> _Task requirements_:
Output exactly, please, the lines of the records below from the one containing "the rear wing" through the final line.

> _Supplied information_:

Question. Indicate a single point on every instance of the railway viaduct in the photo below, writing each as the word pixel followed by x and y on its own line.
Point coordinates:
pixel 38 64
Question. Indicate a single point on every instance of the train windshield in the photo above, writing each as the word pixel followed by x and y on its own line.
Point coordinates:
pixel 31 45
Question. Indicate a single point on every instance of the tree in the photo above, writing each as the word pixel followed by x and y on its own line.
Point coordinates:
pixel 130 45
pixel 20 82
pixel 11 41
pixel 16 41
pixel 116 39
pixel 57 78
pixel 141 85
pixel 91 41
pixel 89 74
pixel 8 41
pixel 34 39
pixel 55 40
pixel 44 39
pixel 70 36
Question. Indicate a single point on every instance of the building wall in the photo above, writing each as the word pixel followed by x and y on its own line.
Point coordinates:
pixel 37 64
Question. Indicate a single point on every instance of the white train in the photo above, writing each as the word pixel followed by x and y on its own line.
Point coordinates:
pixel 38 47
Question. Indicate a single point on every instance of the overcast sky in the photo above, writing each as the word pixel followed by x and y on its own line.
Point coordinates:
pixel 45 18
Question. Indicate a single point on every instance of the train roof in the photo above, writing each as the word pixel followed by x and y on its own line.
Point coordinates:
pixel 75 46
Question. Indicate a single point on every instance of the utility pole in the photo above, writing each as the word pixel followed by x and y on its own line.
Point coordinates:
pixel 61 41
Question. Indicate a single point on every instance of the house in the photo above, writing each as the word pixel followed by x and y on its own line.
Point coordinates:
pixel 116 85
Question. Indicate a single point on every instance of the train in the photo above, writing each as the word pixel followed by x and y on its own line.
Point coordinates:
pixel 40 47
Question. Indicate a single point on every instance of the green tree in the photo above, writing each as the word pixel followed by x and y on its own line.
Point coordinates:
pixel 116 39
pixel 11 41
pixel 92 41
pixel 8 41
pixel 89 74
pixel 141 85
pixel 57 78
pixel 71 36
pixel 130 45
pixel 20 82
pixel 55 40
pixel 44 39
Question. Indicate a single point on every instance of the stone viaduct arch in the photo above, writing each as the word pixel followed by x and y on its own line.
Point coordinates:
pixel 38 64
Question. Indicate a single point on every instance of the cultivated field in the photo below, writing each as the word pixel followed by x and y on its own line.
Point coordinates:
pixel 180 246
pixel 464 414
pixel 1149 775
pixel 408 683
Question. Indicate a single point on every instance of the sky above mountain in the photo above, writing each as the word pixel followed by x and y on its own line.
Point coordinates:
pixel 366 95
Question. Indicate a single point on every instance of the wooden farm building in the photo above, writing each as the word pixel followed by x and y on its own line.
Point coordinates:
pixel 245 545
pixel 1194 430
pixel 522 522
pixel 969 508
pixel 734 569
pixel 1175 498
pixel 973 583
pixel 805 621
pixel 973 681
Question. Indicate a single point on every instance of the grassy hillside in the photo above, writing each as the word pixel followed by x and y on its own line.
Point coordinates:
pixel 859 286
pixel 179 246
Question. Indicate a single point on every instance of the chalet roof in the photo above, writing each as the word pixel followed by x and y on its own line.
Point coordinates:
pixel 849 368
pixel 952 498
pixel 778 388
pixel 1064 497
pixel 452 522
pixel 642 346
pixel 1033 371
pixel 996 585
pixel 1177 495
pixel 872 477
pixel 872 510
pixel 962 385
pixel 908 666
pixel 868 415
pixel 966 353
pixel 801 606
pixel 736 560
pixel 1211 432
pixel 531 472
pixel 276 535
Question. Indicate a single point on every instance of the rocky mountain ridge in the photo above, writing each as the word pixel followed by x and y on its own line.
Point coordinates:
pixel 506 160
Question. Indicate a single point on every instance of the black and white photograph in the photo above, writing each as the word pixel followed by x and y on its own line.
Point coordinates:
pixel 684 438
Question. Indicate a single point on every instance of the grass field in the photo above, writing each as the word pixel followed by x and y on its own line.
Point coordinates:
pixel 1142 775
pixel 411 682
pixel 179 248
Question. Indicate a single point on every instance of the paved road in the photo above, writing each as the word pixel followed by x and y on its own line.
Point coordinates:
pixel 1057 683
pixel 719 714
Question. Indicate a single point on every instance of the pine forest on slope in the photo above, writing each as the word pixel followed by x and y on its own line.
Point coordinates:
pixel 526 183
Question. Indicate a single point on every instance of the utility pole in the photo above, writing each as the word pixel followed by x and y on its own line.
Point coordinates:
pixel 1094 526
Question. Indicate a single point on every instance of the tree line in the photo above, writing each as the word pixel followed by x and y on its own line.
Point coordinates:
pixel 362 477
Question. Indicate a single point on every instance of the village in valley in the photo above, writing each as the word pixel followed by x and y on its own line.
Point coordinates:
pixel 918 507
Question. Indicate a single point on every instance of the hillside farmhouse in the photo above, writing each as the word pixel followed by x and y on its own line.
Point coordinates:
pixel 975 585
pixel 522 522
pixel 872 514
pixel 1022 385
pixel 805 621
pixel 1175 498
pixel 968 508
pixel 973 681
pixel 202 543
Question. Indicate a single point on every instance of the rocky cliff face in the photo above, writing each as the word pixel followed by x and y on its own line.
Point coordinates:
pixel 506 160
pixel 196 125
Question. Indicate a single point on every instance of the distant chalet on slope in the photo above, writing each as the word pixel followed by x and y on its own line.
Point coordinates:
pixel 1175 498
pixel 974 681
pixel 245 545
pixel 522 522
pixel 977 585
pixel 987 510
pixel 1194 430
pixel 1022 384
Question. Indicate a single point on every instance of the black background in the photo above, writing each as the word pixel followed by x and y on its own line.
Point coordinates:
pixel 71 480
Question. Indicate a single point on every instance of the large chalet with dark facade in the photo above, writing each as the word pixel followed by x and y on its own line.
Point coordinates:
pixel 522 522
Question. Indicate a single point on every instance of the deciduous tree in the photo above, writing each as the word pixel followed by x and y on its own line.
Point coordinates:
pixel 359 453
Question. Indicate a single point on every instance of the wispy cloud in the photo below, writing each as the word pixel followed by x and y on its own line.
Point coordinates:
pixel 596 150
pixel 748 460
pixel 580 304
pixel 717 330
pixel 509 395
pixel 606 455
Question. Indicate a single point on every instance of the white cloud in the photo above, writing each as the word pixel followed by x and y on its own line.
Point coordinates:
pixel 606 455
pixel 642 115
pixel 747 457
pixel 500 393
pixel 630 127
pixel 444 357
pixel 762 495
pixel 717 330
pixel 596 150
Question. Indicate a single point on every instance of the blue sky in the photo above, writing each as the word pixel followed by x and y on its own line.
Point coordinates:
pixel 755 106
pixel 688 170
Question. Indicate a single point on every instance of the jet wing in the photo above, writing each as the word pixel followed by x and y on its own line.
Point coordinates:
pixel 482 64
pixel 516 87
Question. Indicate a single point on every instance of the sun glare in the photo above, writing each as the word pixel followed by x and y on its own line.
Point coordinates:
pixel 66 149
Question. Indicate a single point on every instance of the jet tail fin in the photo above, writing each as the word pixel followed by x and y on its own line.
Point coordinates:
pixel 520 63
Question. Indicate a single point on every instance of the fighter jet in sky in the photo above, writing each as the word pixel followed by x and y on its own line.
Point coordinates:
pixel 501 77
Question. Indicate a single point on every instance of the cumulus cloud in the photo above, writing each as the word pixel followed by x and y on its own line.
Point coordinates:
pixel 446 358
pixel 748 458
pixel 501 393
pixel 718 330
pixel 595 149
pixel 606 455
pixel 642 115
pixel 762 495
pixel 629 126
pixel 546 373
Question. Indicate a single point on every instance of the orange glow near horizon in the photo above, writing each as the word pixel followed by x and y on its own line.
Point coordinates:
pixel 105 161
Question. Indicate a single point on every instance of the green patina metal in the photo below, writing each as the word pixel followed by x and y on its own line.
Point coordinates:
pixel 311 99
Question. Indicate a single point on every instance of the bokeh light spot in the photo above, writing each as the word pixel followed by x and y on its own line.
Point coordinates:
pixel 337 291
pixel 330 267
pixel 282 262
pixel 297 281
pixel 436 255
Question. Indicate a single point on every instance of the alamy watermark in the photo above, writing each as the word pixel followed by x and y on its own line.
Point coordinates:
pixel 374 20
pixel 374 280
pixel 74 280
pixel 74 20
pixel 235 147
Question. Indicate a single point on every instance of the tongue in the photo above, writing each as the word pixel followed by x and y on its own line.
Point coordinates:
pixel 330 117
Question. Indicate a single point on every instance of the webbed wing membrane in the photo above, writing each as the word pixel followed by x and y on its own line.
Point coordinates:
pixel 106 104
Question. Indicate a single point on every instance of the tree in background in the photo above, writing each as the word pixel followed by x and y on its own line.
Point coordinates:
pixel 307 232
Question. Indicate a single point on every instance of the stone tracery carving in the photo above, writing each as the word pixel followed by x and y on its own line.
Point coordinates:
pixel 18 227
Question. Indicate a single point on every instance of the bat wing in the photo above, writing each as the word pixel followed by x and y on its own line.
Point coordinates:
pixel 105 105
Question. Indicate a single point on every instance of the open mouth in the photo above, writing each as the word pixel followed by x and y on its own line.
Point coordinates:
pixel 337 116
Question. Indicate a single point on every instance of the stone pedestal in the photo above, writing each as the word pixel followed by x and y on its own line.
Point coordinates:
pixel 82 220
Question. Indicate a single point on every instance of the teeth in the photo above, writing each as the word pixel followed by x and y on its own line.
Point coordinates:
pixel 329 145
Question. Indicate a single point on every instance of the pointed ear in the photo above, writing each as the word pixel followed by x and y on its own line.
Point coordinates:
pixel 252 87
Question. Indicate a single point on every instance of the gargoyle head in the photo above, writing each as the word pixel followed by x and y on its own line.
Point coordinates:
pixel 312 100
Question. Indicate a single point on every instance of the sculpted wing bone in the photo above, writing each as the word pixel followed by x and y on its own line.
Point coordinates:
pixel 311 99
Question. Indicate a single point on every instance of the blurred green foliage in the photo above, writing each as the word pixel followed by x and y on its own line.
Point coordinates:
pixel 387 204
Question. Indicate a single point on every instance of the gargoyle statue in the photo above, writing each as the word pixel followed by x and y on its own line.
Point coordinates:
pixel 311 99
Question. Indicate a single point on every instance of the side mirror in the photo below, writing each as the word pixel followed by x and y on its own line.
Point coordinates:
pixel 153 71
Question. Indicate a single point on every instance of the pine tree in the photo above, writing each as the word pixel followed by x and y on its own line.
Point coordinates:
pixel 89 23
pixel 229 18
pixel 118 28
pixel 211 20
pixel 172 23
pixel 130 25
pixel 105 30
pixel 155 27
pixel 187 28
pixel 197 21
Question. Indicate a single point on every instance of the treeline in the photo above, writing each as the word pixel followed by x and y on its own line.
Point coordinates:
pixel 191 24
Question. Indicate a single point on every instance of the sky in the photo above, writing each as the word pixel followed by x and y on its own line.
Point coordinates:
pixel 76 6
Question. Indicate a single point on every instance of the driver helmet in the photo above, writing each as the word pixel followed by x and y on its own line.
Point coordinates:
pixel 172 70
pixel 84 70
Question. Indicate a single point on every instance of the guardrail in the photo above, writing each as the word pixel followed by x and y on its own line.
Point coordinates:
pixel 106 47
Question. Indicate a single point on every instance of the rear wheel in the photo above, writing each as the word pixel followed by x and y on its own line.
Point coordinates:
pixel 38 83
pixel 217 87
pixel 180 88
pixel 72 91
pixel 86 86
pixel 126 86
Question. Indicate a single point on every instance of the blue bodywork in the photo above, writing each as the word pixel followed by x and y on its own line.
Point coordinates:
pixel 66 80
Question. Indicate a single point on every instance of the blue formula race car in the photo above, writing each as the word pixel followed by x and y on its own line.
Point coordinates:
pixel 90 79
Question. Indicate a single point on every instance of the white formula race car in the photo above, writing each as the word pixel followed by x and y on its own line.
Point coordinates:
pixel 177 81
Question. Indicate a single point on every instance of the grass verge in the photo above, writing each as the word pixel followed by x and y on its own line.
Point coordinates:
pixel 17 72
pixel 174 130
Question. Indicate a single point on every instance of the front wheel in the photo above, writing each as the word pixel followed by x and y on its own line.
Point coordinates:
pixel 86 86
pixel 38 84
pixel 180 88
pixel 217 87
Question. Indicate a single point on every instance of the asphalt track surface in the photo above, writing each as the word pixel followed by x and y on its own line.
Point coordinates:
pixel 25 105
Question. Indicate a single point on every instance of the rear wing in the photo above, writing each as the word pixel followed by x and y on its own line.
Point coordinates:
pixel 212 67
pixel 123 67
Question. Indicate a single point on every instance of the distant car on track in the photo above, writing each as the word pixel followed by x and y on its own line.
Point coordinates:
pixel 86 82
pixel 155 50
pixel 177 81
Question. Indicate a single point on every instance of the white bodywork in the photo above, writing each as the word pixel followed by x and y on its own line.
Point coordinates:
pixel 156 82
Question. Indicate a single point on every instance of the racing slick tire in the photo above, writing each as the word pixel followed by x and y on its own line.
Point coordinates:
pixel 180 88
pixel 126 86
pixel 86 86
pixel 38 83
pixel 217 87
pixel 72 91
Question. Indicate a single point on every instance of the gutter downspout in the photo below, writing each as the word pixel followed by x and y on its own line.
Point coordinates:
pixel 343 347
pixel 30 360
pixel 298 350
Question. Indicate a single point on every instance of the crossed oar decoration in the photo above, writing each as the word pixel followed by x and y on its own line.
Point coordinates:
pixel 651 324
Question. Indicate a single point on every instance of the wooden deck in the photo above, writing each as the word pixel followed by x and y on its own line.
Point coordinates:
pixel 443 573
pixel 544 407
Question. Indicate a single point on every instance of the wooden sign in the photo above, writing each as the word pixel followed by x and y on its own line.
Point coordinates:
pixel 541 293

> _Result of the exercise_:
Question. Indicate a single point on every instance of the rear wing in the photo above, writing each as the word pixel followed by x and y on its own line.
Point coordinates:
pixel 212 67
pixel 123 67
Question. Indicate a single point on every instance of the distant car on track in the photo above, writing each as the word pixel followed by x and y on its own line.
Point coordinates:
pixel 86 82
pixel 155 50
pixel 177 81
Question. Indicate a single point on every instance of the white bodywork in the photo above, writing each as the word pixel followed by x and y on its own line.
Point coordinates:
pixel 156 82
Question. Indicate a single point on every instance of the racing slick tire in the photo above, writing each as the word pixel followed by x and y on its own line.
Point coordinates:
pixel 180 88
pixel 126 86
pixel 86 86
pixel 38 83
pixel 217 87
pixel 72 91
Question. Indicate a single point on every instance of the gutter downspout in the photo below, writing each as the word pixel followed by x and y on its own line.
Point coordinates:
pixel 343 347
pixel 30 360
pixel 298 350
Question. Indicate a single point on every instance of the crossed oar decoration in the photo above, writing each as the word pixel followed by x and y on its own line.
Point coordinates:
pixel 651 324
Question. Indicate a single point on every instance of the wooden deck in the photo above, writing each as the word pixel followed by x and y on its own line.
Point coordinates:
pixel 443 573
pixel 544 407
Question. Indicate a single point on every instance of the wooden sign in the photo above, writing each as the word pixel followed by x and y on its own line.
Point coordinates:
pixel 541 293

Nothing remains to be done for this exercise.